= TASKS =
a) Check each statement against the Emperor essay and mark it yes or no, quoting the words of the essay that decide it. (i) The writer demanded to be called The Emperor after turning five. (ii) The writer's mother usually remembered to use the new name. (iii) Daveen enjoys washing the dishes.
b) Name every household chore mentioned in the Emperor essay, along with the person it says does each one.
c) Carry the Emperor essay forward from its final sentence.

= STUDY TEXT =

┄┄┄┄┄┄┄┄┄┄

The Emperor
I’m sometimes a contrarian. This Father’s Day, I found myself thinking about my mother.
I remembered the pleasure of her company when I arrived home from school every afternoon. I’d have a snack while Mom prepared dinner and we’d talk for hours.
One memory popped up that I hadn’t thought about for years. For several months before I was five I insisted that my mother call me The Emperor rather than my given name. Sometimes she complied with my demand, but mostly she forgot and I had to remind her.
“I’m not Alan. I’m The Emperor.”
My emphasis was on being in charge. I wanted to control my life – including my name – as well as to assert my own separateness, at least from my mother. I never mentioned this to my father because, well, because he was the real “Emperor” in our house and I didn’t want him to notice my not-so-subtle challenge to his authority.
We all recognize at an early age the need to control our own lives. That’s why, at age two, my favorite phrase was, “No I not.” Today my favorite phrase is, “Yes, absolutely.”
Many of our activities are anchored in the idea of control. Daveen enjoys washing the dishes and doing the laundry. In a recent conversation she told me, “That’s one area in my life where I have some control.”

┄┄┄┄┄┄┄┄┄┄

= SOURCE INFORMATION =
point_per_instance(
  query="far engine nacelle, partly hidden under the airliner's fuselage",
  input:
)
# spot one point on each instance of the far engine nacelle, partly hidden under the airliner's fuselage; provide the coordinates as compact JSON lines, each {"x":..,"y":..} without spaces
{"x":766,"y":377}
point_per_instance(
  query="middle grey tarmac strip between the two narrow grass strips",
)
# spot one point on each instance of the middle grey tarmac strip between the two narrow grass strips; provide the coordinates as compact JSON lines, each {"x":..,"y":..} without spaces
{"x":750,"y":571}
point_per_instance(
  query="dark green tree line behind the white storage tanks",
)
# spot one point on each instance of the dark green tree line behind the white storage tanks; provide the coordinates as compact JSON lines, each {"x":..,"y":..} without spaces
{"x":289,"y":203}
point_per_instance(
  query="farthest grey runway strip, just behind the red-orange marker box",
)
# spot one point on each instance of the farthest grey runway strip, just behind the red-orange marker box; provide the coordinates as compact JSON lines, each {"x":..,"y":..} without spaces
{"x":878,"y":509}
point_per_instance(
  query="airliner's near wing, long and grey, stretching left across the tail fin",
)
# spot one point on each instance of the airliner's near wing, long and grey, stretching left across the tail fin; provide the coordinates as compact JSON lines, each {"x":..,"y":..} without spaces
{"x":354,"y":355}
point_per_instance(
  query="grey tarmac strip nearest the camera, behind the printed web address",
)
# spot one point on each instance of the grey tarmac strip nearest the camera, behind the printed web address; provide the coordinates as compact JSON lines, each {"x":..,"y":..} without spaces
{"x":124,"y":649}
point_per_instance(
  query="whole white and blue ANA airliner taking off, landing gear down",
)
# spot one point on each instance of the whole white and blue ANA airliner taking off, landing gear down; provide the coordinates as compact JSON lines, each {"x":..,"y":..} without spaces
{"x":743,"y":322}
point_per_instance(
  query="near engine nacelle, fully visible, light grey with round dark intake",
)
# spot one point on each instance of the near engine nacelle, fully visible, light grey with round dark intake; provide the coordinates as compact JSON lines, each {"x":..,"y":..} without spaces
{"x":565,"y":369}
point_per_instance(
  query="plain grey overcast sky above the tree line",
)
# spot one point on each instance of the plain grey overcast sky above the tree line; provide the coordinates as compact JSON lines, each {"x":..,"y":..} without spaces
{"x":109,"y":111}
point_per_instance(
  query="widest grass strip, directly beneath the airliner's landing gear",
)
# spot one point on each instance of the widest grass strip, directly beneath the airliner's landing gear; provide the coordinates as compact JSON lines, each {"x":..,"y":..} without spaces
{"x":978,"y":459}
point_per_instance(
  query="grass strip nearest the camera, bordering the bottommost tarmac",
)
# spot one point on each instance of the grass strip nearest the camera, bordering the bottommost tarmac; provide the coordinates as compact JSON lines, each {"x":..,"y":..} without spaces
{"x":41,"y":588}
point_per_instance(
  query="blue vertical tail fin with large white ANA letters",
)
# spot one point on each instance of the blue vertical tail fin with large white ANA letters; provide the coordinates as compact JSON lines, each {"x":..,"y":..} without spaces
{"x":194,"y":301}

┄┄┄┄┄┄┄┄┄┄

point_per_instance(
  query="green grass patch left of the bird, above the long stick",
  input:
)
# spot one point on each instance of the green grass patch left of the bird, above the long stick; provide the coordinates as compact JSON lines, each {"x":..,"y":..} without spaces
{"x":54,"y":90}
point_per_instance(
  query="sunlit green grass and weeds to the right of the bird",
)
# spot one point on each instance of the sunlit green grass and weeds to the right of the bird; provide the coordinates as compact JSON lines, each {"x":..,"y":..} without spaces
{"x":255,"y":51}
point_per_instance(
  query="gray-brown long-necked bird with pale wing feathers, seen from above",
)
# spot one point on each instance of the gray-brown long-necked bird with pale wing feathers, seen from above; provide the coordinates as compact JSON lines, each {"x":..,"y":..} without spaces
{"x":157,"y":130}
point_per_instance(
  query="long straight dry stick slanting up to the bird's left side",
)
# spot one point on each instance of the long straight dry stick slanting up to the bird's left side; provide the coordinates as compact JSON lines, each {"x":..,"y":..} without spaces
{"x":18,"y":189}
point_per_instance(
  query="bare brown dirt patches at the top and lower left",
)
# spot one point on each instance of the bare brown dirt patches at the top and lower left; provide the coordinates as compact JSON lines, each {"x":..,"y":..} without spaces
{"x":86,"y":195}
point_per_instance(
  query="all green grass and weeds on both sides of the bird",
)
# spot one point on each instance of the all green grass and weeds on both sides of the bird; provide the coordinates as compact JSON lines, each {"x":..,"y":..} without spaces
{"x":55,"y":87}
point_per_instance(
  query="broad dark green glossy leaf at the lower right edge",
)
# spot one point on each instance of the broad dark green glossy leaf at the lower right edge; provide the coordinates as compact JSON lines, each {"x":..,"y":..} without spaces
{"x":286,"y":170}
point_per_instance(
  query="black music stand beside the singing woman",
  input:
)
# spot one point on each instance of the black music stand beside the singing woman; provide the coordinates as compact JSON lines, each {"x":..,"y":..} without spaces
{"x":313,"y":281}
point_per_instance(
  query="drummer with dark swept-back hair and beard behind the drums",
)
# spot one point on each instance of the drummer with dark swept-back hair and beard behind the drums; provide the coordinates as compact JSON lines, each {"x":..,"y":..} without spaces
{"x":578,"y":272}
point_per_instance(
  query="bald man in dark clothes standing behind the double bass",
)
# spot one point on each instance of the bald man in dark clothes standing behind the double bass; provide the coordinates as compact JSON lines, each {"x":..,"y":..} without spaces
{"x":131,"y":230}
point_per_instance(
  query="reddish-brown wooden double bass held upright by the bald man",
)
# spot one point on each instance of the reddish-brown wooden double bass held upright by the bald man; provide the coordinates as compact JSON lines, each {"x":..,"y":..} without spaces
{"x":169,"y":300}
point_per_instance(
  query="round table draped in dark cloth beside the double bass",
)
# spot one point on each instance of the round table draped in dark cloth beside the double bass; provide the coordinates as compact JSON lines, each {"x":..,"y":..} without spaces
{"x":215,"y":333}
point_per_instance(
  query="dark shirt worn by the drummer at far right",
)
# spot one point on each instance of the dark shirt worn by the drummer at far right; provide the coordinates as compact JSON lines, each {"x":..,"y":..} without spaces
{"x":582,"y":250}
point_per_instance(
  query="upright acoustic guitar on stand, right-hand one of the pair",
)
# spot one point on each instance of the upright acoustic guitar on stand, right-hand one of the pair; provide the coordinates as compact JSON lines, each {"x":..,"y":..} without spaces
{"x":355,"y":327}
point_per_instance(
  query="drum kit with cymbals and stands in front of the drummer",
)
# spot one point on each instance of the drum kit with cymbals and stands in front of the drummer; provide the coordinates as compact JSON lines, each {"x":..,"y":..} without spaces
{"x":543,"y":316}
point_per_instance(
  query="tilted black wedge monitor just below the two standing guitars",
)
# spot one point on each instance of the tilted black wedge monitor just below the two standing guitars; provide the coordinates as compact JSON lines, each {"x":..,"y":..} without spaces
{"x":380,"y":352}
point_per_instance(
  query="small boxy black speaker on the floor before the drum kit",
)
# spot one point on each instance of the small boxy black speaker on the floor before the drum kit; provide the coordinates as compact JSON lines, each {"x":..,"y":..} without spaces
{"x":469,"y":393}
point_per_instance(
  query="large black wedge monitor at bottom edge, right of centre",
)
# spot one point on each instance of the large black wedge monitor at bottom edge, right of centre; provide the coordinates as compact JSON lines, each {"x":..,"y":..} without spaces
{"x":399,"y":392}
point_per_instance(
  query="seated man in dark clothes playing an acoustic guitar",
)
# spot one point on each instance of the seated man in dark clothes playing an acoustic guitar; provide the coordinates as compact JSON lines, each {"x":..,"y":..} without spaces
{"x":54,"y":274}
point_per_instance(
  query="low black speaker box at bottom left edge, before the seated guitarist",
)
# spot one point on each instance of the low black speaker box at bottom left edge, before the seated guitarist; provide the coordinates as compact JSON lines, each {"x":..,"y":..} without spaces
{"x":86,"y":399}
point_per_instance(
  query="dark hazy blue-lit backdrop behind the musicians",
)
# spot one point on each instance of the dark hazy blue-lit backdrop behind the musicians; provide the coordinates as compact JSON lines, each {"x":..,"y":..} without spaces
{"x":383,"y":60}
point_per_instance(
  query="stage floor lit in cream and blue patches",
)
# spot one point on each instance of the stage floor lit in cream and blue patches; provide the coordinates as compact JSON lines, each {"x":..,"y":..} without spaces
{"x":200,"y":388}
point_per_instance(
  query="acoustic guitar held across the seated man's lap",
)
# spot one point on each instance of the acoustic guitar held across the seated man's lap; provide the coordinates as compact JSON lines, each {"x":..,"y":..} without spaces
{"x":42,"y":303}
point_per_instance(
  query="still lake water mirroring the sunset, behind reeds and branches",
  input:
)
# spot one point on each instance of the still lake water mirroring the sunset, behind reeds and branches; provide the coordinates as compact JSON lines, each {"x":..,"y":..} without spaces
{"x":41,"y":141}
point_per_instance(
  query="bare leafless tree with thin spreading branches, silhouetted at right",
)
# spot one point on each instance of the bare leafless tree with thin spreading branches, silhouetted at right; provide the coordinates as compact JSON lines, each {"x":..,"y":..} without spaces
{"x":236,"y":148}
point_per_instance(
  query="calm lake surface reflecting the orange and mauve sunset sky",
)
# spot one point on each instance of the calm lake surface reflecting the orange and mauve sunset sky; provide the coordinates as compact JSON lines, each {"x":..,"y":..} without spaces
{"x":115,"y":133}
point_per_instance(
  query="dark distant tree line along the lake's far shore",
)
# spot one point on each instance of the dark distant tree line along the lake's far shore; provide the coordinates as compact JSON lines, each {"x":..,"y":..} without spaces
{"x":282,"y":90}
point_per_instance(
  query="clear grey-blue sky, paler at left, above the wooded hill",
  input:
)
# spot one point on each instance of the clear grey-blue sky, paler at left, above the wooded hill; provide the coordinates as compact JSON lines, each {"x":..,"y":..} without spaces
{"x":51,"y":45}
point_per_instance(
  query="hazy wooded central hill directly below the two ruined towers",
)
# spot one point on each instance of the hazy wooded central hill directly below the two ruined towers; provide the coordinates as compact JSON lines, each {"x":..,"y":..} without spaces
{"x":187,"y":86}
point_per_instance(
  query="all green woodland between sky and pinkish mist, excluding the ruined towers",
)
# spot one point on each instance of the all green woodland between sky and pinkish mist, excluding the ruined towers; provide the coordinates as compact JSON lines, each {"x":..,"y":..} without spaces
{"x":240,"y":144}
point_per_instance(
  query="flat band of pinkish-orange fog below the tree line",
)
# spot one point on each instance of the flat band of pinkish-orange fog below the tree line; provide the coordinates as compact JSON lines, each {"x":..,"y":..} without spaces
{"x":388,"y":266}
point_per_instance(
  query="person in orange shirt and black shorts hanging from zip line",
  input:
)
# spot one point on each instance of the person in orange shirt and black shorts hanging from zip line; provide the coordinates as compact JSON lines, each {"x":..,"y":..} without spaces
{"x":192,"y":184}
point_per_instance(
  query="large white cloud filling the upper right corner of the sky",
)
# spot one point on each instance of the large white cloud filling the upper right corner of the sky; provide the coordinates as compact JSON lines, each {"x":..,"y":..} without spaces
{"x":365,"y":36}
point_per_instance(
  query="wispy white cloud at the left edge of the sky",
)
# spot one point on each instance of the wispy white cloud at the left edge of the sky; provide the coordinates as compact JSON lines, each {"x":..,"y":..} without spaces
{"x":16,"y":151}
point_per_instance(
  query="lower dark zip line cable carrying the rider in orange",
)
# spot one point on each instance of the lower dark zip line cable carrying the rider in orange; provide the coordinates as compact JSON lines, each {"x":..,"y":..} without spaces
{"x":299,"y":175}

┄┄┄┄┄┄┄┄┄┄

= RESULTS OF THE EXERCISE =
a)
(i) No: "For several months before I was five I insisted that my mother call me The Emperor rather than my given name."
(ii) No: "Sometimes she complied with my demand, but mostly she forgot and I had to remind her."
(iii) Yes: "Daveen enjoys washing the dishes and doing the laundry."

b)
Preparing dinner: Mom
Washing the dishes: Daveen
Doing the laundry: Daveen

c)
I thought about it, and realized that I enjoy shopping for groceries for a similar reason. When I buy the food I can eat what I like.
We place our names on bank accounts to control our money, homes to control our space, and diplomas to demonstrate our mastery. We differentiate ourselves with our choices, the cars we drive, and our clothing. But we also recognize, if only subconsciously, that our aspirations forever fluctuate, our success is inescapably infrequent, and our jurisdiction is both limited and fleeting.
Mom – thanks for your love, our family dinners together, and my memories. You’ve been gone for thirty years now, but in a very important way you will be alive for as long as I am.
I love you.
Alan (The Emperor)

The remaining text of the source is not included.